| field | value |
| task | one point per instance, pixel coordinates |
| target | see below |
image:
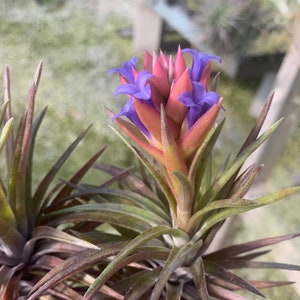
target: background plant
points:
(22, 36)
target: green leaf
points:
(127, 216)
(38, 198)
(73, 265)
(174, 261)
(132, 246)
(136, 199)
(248, 264)
(5, 132)
(218, 271)
(214, 190)
(228, 212)
(232, 203)
(157, 175)
(67, 189)
(198, 272)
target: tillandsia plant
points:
(154, 228)
(31, 242)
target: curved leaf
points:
(133, 245)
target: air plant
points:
(29, 245)
(146, 234)
(156, 226)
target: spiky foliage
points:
(142, 255)
(30, 245)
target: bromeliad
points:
(170, 110)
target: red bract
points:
(161, 110)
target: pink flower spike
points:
(175, 109)
(150, 117)
(192, 139)
(173, 158)
(134, 134)
(180, 65)
(160, 78)
(171, 69)
(148, 62)
(163, 59)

To do
Rewrite all of the lines above, including the requests, and multiply every point coordinate in the answers by 2.5, rounding each result to a whole number with halves rounded up. Leave the pictures out of your answer.

Problem solution
| field | value |
| task | one point per instance, pixel coordinates |
| target | see below |
image:
target: background plant
points:
(55, 90)
target: green leaf
points:
(318, 540)
(95, 495)
(183, 663)
(435, 653)
(330, 615)
(340, 498)
(620, 660)
(13, 330)
(545, 678)
(535, 475)
(570, 530)
(580, 508)
(393, 438)
(168, 473)
(495, 680)
target: tillandsia plant
points:
(385, 570)
(78, 605)
target: curved leaf
points:
(333, 613)
target: air plant
points:
(73, 613)
(365, 585)
(390, 565)
target: spiky foliage
points:
(355, 638)
(75, 613)
target: bromeliad
points:
(425, 275)
target: red bract
points:
(403, 275)
target: pink flower spike
points:
(438, 273)
(375, 293)
(480, 348)
(433, 395)
(335, 335)
(450, 163)
(400, 195)
(428, 173)
(370, 155)
(408, 148)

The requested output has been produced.